[Image point annotation data]
※ ※ ※
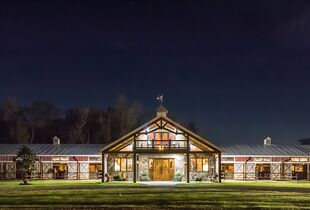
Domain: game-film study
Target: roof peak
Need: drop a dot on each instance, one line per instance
(161, 111)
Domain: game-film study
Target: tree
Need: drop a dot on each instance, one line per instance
(127, 114)
(25, 160)
(38, 115)
(77, 120)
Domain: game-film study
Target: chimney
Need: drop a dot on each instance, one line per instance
(56, 140)
(267, 141)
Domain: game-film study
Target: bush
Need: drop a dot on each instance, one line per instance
(117, 178)
(145, 177)
(198, 179)
(177, 177)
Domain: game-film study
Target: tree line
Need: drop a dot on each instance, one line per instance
(40, 121)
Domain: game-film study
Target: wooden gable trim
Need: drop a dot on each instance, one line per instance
(154, 121)
(131, 134)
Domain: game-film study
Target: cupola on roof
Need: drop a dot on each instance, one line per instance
(161, 111)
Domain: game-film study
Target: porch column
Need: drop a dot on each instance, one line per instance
(187, 168)
(103, 166)
(219, 167)
(308, 171)
(134, 167)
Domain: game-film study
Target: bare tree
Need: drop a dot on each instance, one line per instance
(127, 114)
(38, 115)
(79, 119)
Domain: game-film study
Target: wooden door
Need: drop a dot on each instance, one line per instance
(163, 169)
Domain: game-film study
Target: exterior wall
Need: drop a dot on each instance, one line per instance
(84, 170)
(179, 166)
(205, 175)
(239, 171)
(250, 171)
(110, 167)
(275, 170)
(72, 170)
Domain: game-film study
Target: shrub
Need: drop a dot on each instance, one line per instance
(177, 177)
(145, 177)
(198, 179)
(117, 178)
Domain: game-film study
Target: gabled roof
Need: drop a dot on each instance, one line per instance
(54, 149)
(161, 108)
(155, 119)
(267, 150)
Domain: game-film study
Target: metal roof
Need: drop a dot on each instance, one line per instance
(54, 149)
(94, 149)
(267, 150)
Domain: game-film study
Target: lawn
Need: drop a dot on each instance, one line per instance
(94, 195)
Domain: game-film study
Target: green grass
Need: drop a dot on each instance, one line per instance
(93, 194)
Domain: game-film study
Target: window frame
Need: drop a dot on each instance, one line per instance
(121, 161)
(195, 167)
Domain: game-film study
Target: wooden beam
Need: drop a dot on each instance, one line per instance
(219, 167)
(134, 167)
(134, 160)
(187, 161)
(103, 166)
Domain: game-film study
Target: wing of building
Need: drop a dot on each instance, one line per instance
(161, 150)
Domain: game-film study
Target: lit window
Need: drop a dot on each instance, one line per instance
(123, 164)
(117, 164)
(129, 164)
(205, 164)
(193, 164)
(199, 164)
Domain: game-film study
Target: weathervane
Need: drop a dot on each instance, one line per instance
(161, 99)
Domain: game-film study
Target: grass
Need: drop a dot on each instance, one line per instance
(93, 194)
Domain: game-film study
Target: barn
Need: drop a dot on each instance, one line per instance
(161, 150)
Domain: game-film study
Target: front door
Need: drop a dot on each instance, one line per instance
(163, 169)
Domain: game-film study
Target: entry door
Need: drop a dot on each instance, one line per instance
(163, 169)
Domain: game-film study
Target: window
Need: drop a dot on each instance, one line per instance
(199, 164)
(123, 164)
(299, 159)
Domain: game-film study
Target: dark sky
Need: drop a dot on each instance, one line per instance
(239, 69)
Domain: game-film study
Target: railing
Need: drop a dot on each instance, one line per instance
(262, 176)
(161, 144)
(48, 175)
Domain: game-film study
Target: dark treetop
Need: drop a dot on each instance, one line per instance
(238, 69)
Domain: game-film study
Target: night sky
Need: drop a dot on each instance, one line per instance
(239, 69)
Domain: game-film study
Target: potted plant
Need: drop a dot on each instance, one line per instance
(177, 177)
(145, 177)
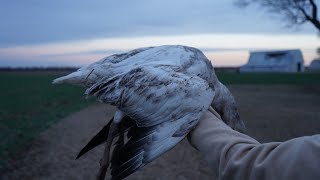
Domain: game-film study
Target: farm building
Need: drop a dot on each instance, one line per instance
(315, 65)
(274, 61)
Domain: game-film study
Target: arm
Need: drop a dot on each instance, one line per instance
(233, 155)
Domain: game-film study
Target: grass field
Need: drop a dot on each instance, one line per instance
(270, 78)
(30, 104)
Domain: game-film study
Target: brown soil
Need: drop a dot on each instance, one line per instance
(271, 113)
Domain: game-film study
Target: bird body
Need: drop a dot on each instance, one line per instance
(163, 91)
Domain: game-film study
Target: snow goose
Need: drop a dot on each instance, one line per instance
(161, 93)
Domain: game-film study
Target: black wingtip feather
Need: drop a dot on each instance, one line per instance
(98, 139)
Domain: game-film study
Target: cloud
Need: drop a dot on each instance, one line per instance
(38, 21)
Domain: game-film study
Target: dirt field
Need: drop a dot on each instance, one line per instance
(271, 113)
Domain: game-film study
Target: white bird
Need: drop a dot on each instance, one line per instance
(161, 93)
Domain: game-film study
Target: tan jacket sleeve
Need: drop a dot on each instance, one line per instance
(235, 156)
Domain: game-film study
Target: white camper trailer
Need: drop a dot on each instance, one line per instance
(274, 61)
(315, 65)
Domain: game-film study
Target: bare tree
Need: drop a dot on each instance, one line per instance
(295, 12)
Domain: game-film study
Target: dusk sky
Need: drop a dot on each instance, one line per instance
(78, 32)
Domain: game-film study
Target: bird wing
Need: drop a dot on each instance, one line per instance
(164, 103)
(152, 95)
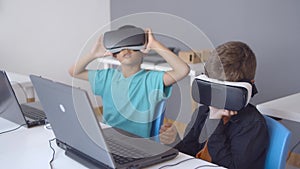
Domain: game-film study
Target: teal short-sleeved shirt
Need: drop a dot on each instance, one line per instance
(129, 103)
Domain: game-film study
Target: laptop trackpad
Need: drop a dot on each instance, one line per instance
(143, 144)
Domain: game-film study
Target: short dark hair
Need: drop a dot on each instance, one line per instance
(231, 61)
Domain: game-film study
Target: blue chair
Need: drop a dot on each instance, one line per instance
(279, 143)
(158, 119)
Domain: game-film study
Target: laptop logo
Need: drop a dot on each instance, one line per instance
(62, 108)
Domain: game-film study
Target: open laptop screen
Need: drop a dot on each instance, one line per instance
(9, 106)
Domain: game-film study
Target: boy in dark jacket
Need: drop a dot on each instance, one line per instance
(233, 139)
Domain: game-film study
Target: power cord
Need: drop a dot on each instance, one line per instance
(206, 166)
(172, 165)
(53, 154)
(13, 129)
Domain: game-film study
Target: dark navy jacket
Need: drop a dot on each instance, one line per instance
(239, 144)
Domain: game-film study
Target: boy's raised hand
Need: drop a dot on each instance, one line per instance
(150, 41)
(168, 133)
(98, 49)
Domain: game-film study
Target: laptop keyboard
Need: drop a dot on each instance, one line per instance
(122, 154)
(33, 113)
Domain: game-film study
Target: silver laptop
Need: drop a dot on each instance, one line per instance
(79, 133)
(29, 114)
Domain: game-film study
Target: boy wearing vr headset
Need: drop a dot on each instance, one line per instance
(233, 138)
(130, 94)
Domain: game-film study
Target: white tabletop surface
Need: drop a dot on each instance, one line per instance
(286, 107)
(29, 149)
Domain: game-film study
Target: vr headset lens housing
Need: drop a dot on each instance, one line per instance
(221, 94)
(126, 38)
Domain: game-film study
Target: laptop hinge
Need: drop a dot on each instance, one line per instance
(85, 159)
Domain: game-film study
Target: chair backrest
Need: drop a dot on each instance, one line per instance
(279, 144)
(158, 119)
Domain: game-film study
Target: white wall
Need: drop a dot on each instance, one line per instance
(44, 37)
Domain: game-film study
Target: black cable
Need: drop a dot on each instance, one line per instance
(206, 166)
(53, 154)
(13, 129)
(171, 165)
(292, 149)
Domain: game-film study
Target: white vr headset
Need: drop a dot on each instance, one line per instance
(222, 94)
(128, 37)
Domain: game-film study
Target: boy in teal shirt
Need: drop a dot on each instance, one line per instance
(130, 94)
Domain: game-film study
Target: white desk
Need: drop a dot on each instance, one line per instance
(286, 107)
(18, 149)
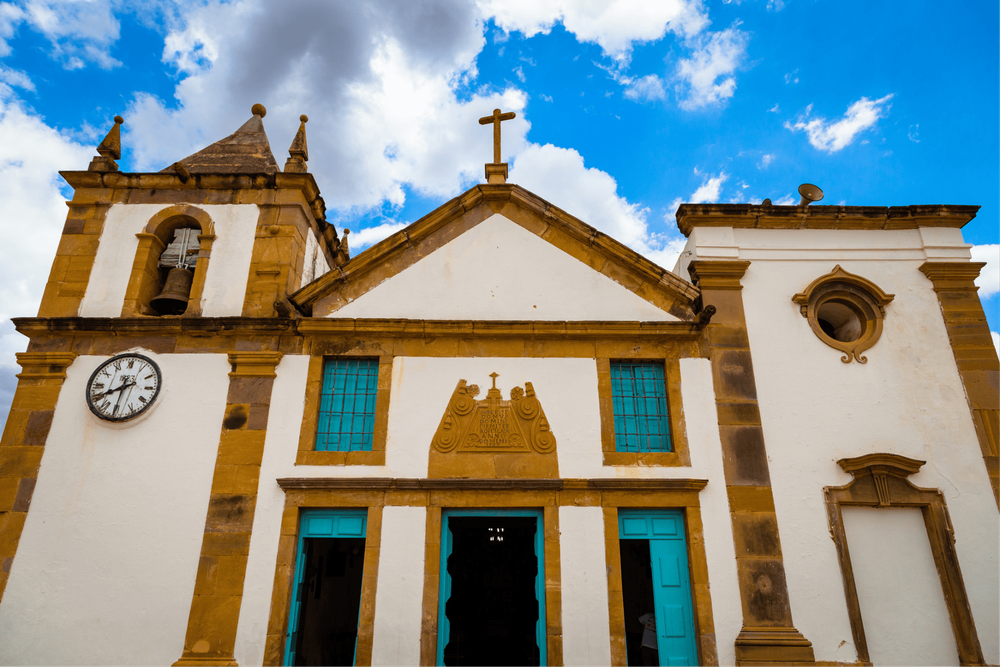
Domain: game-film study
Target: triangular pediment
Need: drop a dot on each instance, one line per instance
(500, 253)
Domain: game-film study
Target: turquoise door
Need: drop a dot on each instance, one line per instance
(675, 632)
(447, 546)
(317, 523)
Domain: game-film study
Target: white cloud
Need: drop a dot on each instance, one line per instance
(13, 77)
(710, 190)
(79, 31)
(989, 278)
(647, 88)
(369, 236)
(615, 25)
(833, 136)
(31, 219)
(717, 55)
(390, 72)
(560, 176)
(10, 16)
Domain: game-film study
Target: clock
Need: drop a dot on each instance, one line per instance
(123, 387)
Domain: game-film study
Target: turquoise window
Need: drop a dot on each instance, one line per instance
(639, 396)
(347, 405)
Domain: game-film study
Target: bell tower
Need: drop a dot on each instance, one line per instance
(221, 233)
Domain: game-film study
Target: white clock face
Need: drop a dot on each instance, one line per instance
(123, 387)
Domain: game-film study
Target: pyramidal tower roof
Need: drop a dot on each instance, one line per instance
(245, 151)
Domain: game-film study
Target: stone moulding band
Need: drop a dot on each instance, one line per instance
(36, 326)
(388, 483)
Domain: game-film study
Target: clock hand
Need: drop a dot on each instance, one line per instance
(118, 388)
(114, 413)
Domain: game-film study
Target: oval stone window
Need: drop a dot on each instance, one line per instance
(845, 311)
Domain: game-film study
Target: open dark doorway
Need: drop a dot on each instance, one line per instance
(492, 605)
(330, 599)
(637, 597)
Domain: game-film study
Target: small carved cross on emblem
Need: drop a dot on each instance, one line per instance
(496, 118)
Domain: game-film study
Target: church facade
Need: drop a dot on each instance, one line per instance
(498, 436)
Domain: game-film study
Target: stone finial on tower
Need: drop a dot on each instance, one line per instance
(299, 150)
(343, 250)
(109, 150)
(496, 172)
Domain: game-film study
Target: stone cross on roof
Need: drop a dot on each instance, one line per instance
(496, 172)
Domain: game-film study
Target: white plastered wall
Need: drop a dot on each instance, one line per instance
(228, 267)
(106, 565)
(400, 588)
(584, 586)
(908, 399)
(500, 271)
(420, 391)
(906, 618)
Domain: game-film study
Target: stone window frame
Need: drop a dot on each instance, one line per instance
(880, 480)
(307, 454)
(144, 283)
(866, 299)
(680, 456)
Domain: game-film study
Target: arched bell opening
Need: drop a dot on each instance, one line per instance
(168, 275)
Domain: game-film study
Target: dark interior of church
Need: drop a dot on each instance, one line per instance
(492, 609)
(331, 600)
(637, 594)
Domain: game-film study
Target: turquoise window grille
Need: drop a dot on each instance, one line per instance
(347, 405)
(639, 397)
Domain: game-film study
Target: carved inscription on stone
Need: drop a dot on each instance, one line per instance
(493, 424)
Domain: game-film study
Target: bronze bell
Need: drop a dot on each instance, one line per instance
(174, 297)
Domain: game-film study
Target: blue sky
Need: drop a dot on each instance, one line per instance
(625, 108)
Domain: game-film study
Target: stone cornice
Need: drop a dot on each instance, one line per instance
(495, 196)
(254, 364)
(948, 276)
(465, 484)
(718, 274)
(44, 365)
(306, 183)
(892, 464)
(41, 326)
(755, 216)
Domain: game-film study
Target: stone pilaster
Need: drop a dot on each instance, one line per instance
(768, 635)
(975, 355)
(23, 442)
(218, 591)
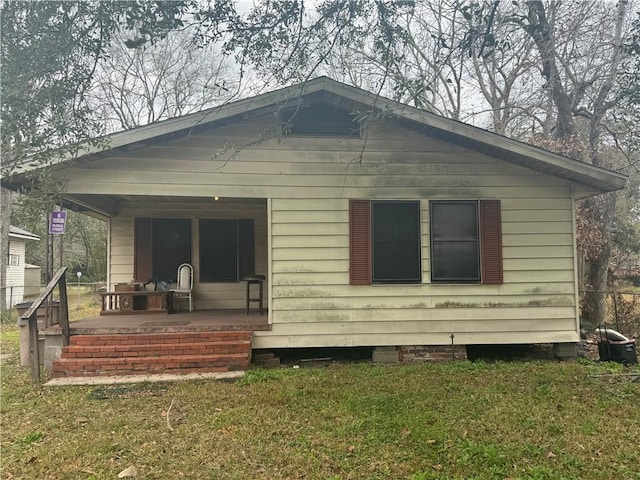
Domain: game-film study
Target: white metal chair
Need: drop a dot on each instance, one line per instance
(184, 287)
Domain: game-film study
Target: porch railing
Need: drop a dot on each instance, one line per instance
(31, 316)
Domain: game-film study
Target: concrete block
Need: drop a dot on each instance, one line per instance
(565, 351)
(385, 355)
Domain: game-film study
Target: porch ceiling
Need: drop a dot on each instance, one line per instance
(110, 205)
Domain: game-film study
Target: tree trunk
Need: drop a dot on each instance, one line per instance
(542, 35)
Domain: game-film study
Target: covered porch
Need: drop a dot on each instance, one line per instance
(196, 321)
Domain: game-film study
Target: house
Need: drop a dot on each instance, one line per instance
(375, 223)
(17, 280)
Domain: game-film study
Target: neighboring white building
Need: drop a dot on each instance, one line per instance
(16, 264)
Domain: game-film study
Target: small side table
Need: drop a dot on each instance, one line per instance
(255, 280)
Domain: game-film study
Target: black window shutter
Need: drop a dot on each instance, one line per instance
(142, 250)
(491, 241)
(359, 242)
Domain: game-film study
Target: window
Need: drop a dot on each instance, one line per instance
(385, 242)
(13, 260)
(320, 120)
(160, 246)
(466, 241)
(227, 252)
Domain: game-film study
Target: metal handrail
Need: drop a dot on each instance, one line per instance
(31, 315)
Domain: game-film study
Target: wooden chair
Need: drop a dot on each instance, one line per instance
(184, 287)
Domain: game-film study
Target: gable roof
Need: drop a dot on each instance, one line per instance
(16, 232)
(595, 179)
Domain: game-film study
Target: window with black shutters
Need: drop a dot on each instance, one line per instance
(466, 241)
(227, 252)
(454, 242)
(385, 242)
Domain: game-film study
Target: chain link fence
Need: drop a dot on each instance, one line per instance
(622, 312)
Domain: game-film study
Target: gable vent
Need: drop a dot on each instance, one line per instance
(320, 120)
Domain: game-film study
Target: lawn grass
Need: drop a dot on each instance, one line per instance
(535, 420)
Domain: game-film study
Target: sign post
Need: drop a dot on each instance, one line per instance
(57, 222)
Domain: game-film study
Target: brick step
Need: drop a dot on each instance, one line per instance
(157, 338)
(77, 367)
(155, 349)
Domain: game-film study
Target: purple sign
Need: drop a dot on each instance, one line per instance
(57, 222)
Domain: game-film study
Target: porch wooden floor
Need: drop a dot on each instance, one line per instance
(196, 321)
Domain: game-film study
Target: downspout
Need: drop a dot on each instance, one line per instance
(575, 260)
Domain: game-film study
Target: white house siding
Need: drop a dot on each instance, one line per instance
(309, 182)
(15, 273)
(207, 295)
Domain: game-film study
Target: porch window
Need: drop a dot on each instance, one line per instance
(385, 242)
(466, 241)
(227, 252)
(160, 246)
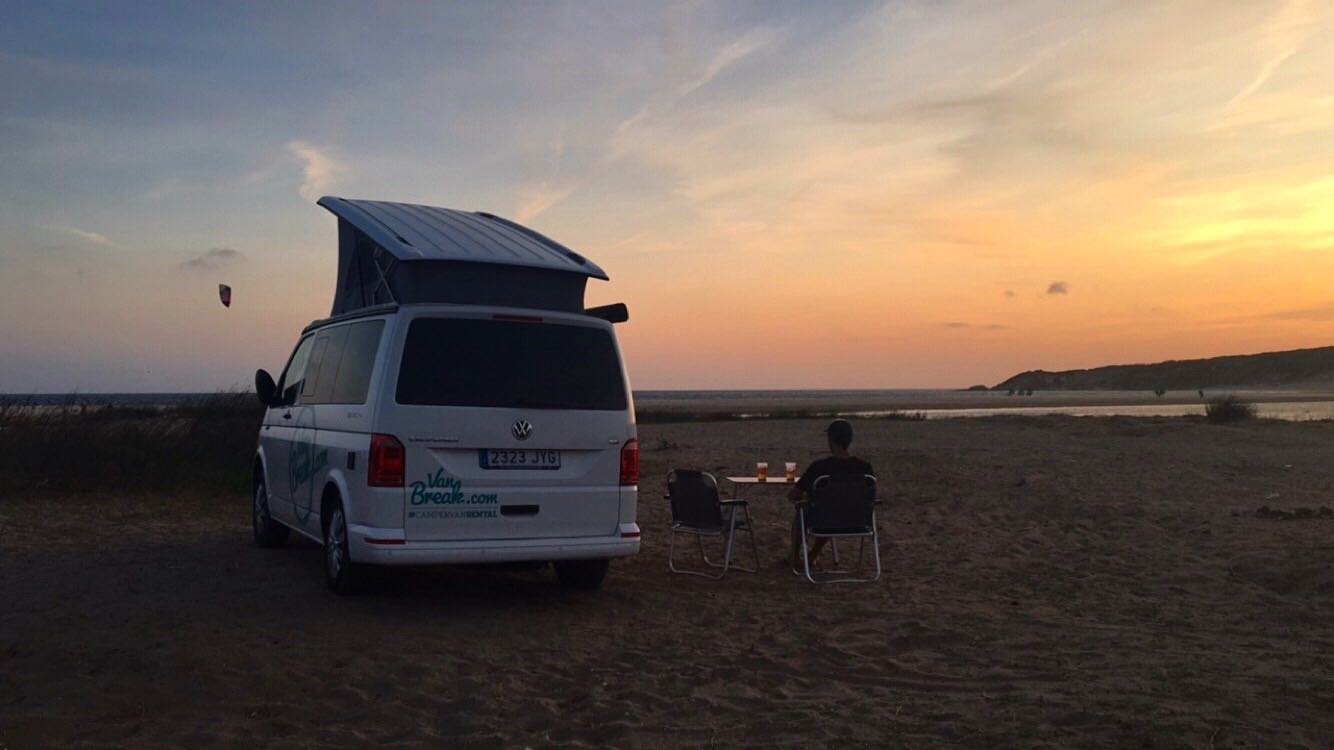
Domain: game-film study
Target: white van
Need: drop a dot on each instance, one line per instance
(460, 406)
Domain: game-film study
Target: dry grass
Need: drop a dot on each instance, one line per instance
(203, 446)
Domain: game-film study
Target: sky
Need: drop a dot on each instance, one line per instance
(823, 195)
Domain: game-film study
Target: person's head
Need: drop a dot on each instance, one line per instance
(839, 434)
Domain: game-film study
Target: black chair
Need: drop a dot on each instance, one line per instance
(841, 507)
(697, 509)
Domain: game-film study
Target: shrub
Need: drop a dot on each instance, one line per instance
(1229, 409)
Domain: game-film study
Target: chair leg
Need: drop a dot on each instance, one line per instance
(806, 551)
(750, 531)
(671, 561)
(875, 546)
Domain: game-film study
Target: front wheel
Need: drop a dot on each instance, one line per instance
(582, 574)
(340, 573)
(268, 533)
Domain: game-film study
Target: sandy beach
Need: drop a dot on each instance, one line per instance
(1050, 582)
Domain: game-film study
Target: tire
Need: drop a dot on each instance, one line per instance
(268, 533)
(584, 575)
(343, 575)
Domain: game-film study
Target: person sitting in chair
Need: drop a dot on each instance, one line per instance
(838, 463)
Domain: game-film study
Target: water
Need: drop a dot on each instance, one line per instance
(1290, 411)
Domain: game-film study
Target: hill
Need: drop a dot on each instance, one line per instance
(1277, 368)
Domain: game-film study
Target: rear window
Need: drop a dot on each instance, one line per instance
(506, 363)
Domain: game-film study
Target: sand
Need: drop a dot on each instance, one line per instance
(1050, 582)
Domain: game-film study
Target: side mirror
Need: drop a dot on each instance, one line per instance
(264, 387)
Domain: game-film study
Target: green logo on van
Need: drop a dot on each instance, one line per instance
(440, 490)
(303, 463)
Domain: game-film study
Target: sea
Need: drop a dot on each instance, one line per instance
(1273, 405)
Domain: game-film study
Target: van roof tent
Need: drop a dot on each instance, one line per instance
(402, 252)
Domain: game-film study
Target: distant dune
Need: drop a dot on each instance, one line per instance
(1306, 367)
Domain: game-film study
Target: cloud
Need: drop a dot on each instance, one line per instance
(319, 170)
(84, 235)
(534, 199)
(212, 259)
(1310, 314)
(1282, 36)
(727, 56)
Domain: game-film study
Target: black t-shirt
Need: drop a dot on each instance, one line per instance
(833, 466)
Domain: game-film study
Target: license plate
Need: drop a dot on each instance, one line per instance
(504, 458)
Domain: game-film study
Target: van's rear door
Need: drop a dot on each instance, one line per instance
(512, 427)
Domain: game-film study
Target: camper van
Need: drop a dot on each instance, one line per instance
(460, 405)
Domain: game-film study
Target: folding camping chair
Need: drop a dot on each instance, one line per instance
(841, 507)
(697, 509)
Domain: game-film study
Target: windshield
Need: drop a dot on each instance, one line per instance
(506, 363)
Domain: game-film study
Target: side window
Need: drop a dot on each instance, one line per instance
(356, 363)
(294, 375)
(324, 364)
(314, 367)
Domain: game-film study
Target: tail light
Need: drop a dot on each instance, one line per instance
(387, 462)
(630, 462)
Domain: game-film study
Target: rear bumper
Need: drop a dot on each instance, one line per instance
(386, 546)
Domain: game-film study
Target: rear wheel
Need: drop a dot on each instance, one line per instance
(268, 533)
(340, 573)
(582, 574)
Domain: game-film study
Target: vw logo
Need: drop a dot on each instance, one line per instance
(522, 430)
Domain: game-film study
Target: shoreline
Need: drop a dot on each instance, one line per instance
(937, 405)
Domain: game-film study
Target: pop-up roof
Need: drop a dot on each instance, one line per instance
(400, 252)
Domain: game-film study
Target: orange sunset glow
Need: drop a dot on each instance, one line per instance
(899, 195)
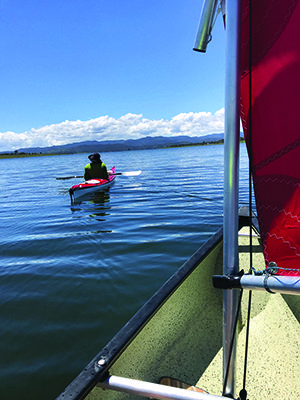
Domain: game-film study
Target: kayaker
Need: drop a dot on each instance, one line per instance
(96, 169)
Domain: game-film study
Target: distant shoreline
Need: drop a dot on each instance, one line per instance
(23, 154)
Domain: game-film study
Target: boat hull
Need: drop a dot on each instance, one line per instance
(87, 189)
(178, 334)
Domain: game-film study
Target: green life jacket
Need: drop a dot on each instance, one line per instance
(95, 171)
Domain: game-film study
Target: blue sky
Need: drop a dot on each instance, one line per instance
(74, 70)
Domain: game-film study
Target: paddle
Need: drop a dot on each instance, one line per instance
(129, 173)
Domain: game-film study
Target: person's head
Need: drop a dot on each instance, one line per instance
※ ※ ※
## Set problem
Locate every line in the data above that contains the word "tower" and copy each of those lines. Matches are case-sensitive.

## Answer for this exercise
Target: bell tower
Target: pyramidal tower roof
Target: stone finial on tower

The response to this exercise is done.